• WHAT IS NEEDED
Without including the pictures, copy out every line below.
* * * * * * * * *
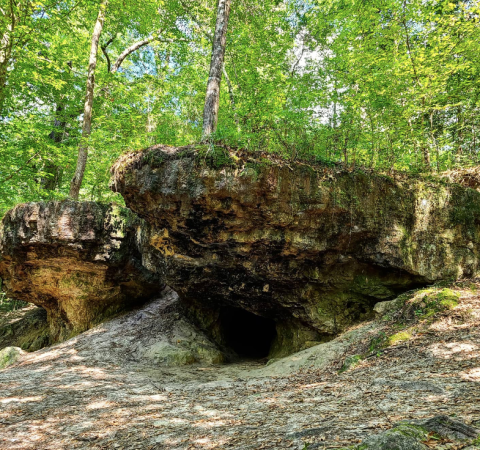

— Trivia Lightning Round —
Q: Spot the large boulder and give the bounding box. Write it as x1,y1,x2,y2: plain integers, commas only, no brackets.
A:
0,201,164,341
112,146,480,354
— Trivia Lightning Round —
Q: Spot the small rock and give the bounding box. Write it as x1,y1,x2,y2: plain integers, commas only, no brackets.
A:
0,347,27,370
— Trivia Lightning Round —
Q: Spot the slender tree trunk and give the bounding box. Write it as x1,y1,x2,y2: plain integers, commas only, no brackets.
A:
42,104,67,191
0,2,17,115
202,0,231,139
69,0,108,200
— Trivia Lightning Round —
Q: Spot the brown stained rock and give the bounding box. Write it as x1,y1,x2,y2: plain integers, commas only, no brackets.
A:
0,201,163,340
113,146,480,353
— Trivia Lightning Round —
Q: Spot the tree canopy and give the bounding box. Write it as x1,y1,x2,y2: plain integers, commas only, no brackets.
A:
0,0,480,215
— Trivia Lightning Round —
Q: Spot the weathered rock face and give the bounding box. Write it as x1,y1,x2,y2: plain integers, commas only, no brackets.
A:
113,146,480,354
0,201,163,340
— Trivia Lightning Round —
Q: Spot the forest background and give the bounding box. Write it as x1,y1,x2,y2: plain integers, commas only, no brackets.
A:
* * * * * * * * *
• RESPONSE TO THIS TASK
— Trivia Lightning Round —
Q: Spot the large boulder and give the bounding box. Write it as x1,y1,x2,y2: plain integers, commas only, no brackets.
A:
0,201,164,341
112,146,480,354
— Trivia Lightning Round —
Q: Spot the small rock and give the bounding box. Write it as x1,y1,x2,y2: plain integers, commas only, no brackets.
A:
0,347,27,370
— Trivia Lightning Round —
Q: Spot the slender tree trunk and give the bounding box. Write it as x1,y1,x2,y2: plain integers, commas only, no brackets.
A:
42,104,67,191
0,2,17,115
202,0,231,139
69,0,108,200
— Trivia Lightning Round —
Q: Spot the brown stained rock and give the bounding box. Write it as x1,y1,x2,y2: plain integers, commas only, no brackets.
A:
0,201,163,340
113,146,480,353
— Trivia Lightning Round —
Q: Spot the tree canopy and give the bounding box. Write it as x1,y1,x2,y2: plain integers, commas only, no brackets.
A:
0,0,480,215
— Trivia Lightning Round —
Q: Spot the weathered rock face and give the bounding box. Write it as x1,y1,x2,y2: plain integers, commas only, no brackets.
A:
113,146,480,354
0,201,163,340
— Trivia Lightning Round —
Q: Spot the forest background and give the bounding box. Write it as x1,y1,x2,y2: plain integers, commas only, no brackets.
A:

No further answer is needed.